** BEGIN Data lines **

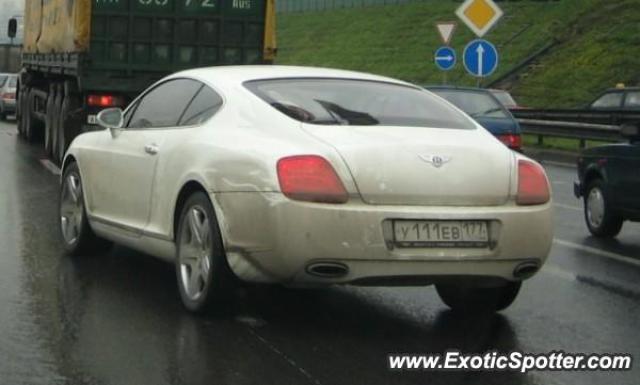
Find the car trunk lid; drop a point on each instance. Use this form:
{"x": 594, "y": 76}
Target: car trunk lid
{"x": 422, "y": 166}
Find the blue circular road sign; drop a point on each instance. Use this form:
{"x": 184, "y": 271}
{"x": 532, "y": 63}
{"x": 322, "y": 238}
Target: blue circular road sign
{"x": 445, "y": 58}
{"x": 480, "y": 58}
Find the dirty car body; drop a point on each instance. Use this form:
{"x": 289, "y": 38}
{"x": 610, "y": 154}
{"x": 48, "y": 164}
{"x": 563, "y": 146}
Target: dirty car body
{"x": 320, "y": 177}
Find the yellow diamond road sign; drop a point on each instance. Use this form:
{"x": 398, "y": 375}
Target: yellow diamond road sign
{"x": 479, "y": 15}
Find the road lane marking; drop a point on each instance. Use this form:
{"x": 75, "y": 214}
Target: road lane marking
{"x": 46, "y": 163}
{"x": 570, "y": 207}
{"x": 593, "y": 250}
{"x": 558, "y": 272}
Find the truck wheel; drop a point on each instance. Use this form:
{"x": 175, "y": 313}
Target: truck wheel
{"x": 601, "y": 220}
{"x": 68, "y": 125}
{"x": 75, "y": 228}
{"x": 470, "y": 299}
{"x": 49, "y": 123}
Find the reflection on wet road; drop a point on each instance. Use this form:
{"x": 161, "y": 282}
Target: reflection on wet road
{"x": 117, "y": 318}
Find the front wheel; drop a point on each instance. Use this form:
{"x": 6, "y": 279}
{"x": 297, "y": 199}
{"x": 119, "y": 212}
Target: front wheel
{"x": 74, "y": 226}
{"x": 599, "y": 216}
{"x": 201, "y": 265}
{"x": 472, "y": 299}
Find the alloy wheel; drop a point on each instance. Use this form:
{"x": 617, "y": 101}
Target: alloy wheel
{"x": 196, "y": 251}
{"x": 71, "y": 208}
{"x": 595, "y": 207}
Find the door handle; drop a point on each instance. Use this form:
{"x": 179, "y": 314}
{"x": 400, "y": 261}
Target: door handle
{"x": 151, "y": 149}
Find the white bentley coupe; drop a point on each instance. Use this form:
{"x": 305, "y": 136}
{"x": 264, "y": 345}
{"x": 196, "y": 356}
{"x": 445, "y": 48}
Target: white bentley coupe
{"x": 308, "y": 176}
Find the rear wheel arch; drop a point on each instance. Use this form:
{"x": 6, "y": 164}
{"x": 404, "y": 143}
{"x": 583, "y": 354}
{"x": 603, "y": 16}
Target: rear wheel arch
{"x": 70, "y": 159}
{"x": 186, "y": 191}
{"x": 592, "y": 174}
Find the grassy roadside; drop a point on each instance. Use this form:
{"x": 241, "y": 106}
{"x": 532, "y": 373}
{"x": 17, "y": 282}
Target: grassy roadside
{"x": 597, "y": 36}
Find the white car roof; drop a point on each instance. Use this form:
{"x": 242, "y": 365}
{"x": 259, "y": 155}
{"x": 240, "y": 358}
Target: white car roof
{"x": 242, "y": 73}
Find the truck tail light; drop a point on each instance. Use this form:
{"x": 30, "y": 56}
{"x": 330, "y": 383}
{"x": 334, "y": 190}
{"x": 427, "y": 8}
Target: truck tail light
{"x": 513, "y": 141}
{"x": 104, "y": 101}
{"x": 310, "y": 178}
{"x": 533, "y": 187}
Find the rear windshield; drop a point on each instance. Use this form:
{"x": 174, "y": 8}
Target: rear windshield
{"x": 476, "y": 104}
{"x": 357, "y": 103}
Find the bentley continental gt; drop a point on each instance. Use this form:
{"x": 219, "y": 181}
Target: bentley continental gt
{"x": 308, "y": 177}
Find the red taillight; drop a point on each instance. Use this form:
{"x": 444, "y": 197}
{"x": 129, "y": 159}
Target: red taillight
{"x": 310, "y": 178}
{"x": 513, "y": 141}
{"x": 103, "y": 101}
{"x": 533, "y": 188}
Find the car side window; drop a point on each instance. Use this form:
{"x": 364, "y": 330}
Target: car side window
{"x": 163, "y": 105}
{"x": 609, "y": 100}
{"x": 205, "y": 104}
{"x": 633, "y": 99}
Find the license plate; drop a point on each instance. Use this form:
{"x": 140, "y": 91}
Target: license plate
{"x": 472, "y": 234}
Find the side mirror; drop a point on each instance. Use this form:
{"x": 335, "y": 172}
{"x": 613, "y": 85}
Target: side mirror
{"x": 110, "y": 118}
{"x": 12, "y": 28}
{"x": 630, "y": 131}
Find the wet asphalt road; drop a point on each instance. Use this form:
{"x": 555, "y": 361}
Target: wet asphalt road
{"x": 117, "y": 319}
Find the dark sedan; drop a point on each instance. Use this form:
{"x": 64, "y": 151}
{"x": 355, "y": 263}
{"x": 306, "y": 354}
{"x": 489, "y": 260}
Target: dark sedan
{"x": 609, "y": 182}
{"x": 486, "y": 109}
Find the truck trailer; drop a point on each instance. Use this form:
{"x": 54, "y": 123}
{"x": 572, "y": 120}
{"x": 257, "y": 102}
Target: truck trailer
{"x": 81, "y": 56}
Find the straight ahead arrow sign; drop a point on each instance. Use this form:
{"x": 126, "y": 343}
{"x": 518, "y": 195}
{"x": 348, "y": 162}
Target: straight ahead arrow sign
{"x": 480, "y": 52}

** END Data lines **

[Task details] Could you rewrite the lines from the one containing "Find the straight" through the end of the entries, swapping "arrow sign" for "arrow marker" and leaving everything else unchanged?

[Answer]
Find the straight ahead arrow marker; drop a point on each instance. Use this form:
{"x": 126, "y": 343}
{"x": 518, "y": 195}
{"x": 348, "y": 162}
Target: straight ahead arrow marker
{"x": 480, "y": 52}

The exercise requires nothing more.